• DATA SUPPLIED:

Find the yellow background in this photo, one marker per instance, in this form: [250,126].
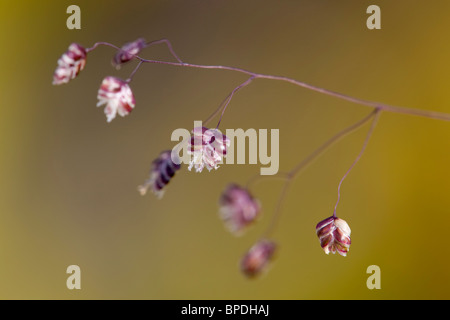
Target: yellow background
[68,179]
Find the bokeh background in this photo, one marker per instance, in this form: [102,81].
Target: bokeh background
[68,179]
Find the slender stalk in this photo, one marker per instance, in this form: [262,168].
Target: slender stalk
[380,106]
[291,175]
[231,96]
[134,72]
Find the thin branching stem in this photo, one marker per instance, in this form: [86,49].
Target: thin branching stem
[254,75]
[291,175]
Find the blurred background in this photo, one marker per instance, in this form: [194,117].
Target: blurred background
[68,178]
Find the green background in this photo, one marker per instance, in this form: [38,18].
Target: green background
[68,179]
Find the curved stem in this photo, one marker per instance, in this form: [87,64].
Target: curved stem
[366,141]
[169,46]
[291,175]
[133,73]
[381,106]
[231,96]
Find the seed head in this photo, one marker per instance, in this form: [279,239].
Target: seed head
[334,235]
[162,171]
[117,96]
[70,64]
[207,147]
[127,52]
[238,209]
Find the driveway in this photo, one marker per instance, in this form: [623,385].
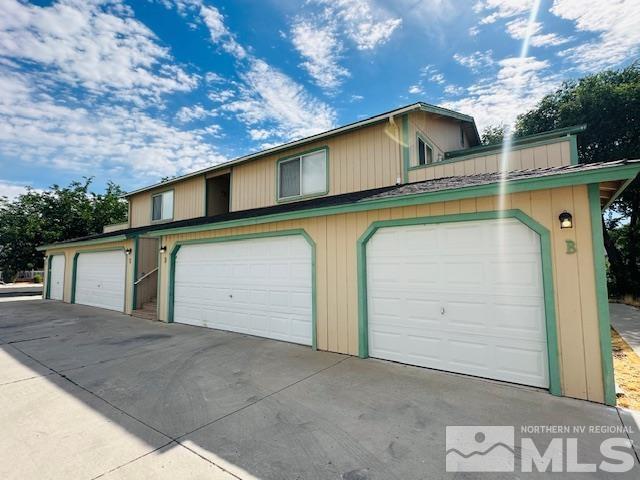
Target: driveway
[87,393]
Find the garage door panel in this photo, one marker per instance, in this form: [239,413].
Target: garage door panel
[100,279]
[259,286]
[486,276]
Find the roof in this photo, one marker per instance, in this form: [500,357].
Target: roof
[345,128]
[412,194]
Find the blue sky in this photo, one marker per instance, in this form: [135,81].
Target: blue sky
[131,91]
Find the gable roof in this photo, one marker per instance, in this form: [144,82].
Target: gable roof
[440,189]
[421,106]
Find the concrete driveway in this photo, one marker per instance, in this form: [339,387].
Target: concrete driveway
[87,393]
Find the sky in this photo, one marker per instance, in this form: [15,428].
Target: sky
[134,91]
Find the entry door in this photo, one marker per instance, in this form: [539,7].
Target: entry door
[465,297]
[100,279]
[56,277]
[260,286]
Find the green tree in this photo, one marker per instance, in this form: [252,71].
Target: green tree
[493,134]
[60,213]
[609,104]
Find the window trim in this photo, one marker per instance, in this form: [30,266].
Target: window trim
[173,206]
[293,157]
[434,158]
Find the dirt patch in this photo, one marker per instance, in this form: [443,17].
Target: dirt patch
[626,364]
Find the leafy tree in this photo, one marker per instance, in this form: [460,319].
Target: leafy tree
[60,213]
[493,134]
[609,104]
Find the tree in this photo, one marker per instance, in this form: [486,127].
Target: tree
[493,134]
[35,218]
[609,104]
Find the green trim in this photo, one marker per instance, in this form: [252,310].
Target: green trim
[425,139]
[406,159]
[602,297]
[512,186]
[550,136]
[547,278]
[173,206]
[573,148]
[232,238]
[293,157]
[134,293]
[96,241]
[74,271]
[618,192]
[47,292]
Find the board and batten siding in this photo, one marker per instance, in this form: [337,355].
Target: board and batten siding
[360,160]
[70,252]
[521,158]
[188,201]
[337,284]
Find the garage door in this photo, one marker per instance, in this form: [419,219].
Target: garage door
[464,297]
[259,286]
[100,279]
[56,277]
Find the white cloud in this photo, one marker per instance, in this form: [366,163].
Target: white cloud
[42,131]
[617,25]
[319,45]
[476,61]
[272,101]
[96,45]
[220,35]
[367,24]
[517,87]
[519,27]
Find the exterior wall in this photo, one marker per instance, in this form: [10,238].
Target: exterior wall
[550,154]
[337,282]
[359,160]
[70,252]
[188,201]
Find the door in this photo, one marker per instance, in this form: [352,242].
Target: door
[100,279]
[259,286]
[56,277]
[464,297]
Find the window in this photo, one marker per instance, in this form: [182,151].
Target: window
[162,206]
[303,175]
[425,153]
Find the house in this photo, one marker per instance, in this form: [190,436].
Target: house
[397,237]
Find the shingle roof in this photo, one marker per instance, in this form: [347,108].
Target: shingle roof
[428,186]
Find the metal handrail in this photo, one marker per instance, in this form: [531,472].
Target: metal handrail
[145,276]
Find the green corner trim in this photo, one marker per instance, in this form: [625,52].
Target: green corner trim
[47,292]
[74,269]
[134,293]
[405,148]
[296,198]
[555,386]
[602,296]
[231,238]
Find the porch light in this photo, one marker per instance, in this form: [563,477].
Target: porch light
[566,220]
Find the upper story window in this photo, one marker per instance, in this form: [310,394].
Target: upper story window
[303,175]
[425,152]
[162,206]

• PROBLEM:
Transcribe the material exactly, keeping every word and none of the pictures.

• TASK OUTPUT:
Find the yellow background in this photo, one marker per instance, in this form: [250,126].
Target: yellow background
[68,179]
Find the bokeh background in this photo, one marker per instance, in this form: [102,81].
Target: bokeh background
[68,179]
Find the slender stalk in this photo, one marker per instance, in this form: [262,168].
Target: slender stalk
[380,106]
[291,175]
[231,96]
[134,72]
Find the thin branching stem in this photo, one marker per instance, in this form: [86,49].
Target: thin branching stem
[254,75]
[291,175]
Find the blurred background in this photo, one marker per instance, in this form: [194,117].
Target: blurred background
[68,178]
Find the green background in this photo, one marker per instance, in this form: [38,18].
Target: green background
[68,179]
Find the curved stem in this photo, one marker per instance, in this form: [87,64].
Target: curved stem
[366,141]
[169,46]
[291,175]
[133,73]
[381,106]
[231,96]
Find the seed head in this photo, one marker per instance, in this form: [279,239].
Target: seed head
[334,235]
[162,171]
[117,96]
[70,64]
[207,147]
[127,52]
[238,209]
Find the driveway in this photo, one marker per instance, in this form: [623,385].
Target: driveway
[87,393]
Find the garage door panel in this photo, one marker per instance, in this form: [239,413].
Target: garage door panel
[100,279]
[259,286]
[486,276]
Find the roof in this photo, one marker per instance, in this form: [500,357].
Target: roof
[345,128]
[412,194]
Find the blue sky in this photo, one marker per instance, in this form: [135,81].
Target: blue sky
[131,91]
Find the gable roof in this photo, one marker per instance, in this form: [144,82].
Target: gable roof
[440,189]
[421,106]
Find the concrete driveway in this photo, one marker per instance, in this form: [339,387].
Target: concrete driveway
[87,393]
Find the sky in this photo, one marker per instance, in this form: [15,428].
Target: sky
[134,91]
Find the entry door in this photo, one marker per instance, in this form: [539,7].
Target: entry door
[465,297]
[100,279]
[56,277]
[260,286]
Find the green tree in this photo, one marker per instance, in this form: [252,71].
Target: green tree
[493,134]
[60,213]
[609,104]
Find the window trim in this photo, one marker per instance, in this form: [30,266].
Target: window trim
[173,206]
[293,157]
[434,158]
Find the dirt patch in this photo, one marker per instance, in this form: [443,17].
Target: dirt patch
[626,364]
Find the leafy tree in this photo, one marker per instance, in this form: [460,319].
Target: leafy tree
[60,213]
[493,134]
[609,104]
Find the tree in this photo, one marker per instance, in this form: [486,127].
Target: tree
[493,134]
[35,218]
[609,104]
Find the green trim in this photo, one marker per instance, in this form: [252,310].
Target: green trim
[425,139]
[406,159]
[602,297]
[512,186]
[550,136]
[547,278]
[173,206]
[573,148]
[232,238]
[293,157]
[134,293]
[96,241]
[74,271]
[618,192]
[47,292]
Find the board and batten siding in this photo, one marker per instance, in this form: [337,355].
Target: board and batten siding
[360,160]
[70,252]
[521,158]
[188,201]
[337,284]
Find the garage door in this photo, one marker per instance, in this form: [419,219].
Target: garage door
[464,297]
[259,286]
[100,279]
[56,277]
Find the white cloud in this photo, one marker per instance, in this form: [366,163].
Target: white cloud
[42,131]
[617,25]
[319,45]
[476,61]
[272,101]
[96,45]
[220,35]
[367,24]
[517,87]
[519,27]
Find the exterior wall in this photo, one marker per instance, in this form: [10,238].
Target: exterior wall
[550,154]
[337,282]
[359,160]
[70,252]
[188,201]
Find the door in this photo, one marker per instance, in this form: [352,242].
Target: door
[100,279]
[259,286]
[56,277]
[464,297]
Find the window in this photo, one marker per instance, in this form: [182,151].
Target: window
[162,206]
[303,175]
[425,153]
Find the house in this photo, one marker per instance, in this form: [190,436].
Target: house
[397,237]
Find the shingle roof in this photo, one marker per instance, in this form: [347,108].
Target: shingle roof
[428,186]
Find the metal handrail in this photo, one marker per instance, in this form: [531,472].
Target: metal handrail
[145,276]
Find the green corner trim in this photo, one marker per instance, in this form: [625,52].
Target: green corner trim
[47,292]
[74,269]
[134,293]
[405,148]
[296,198]
[555,386]
[602,296]
[231,238]
Find the porch light in this photo, one marker per instance, in this form: [563,477].
Target: porch light
[566,220]
Find the upper story window in this photo, one marker per instance, in this form: [310,394].
Target: upper story window
[303,175]
[425,152]
[162,206]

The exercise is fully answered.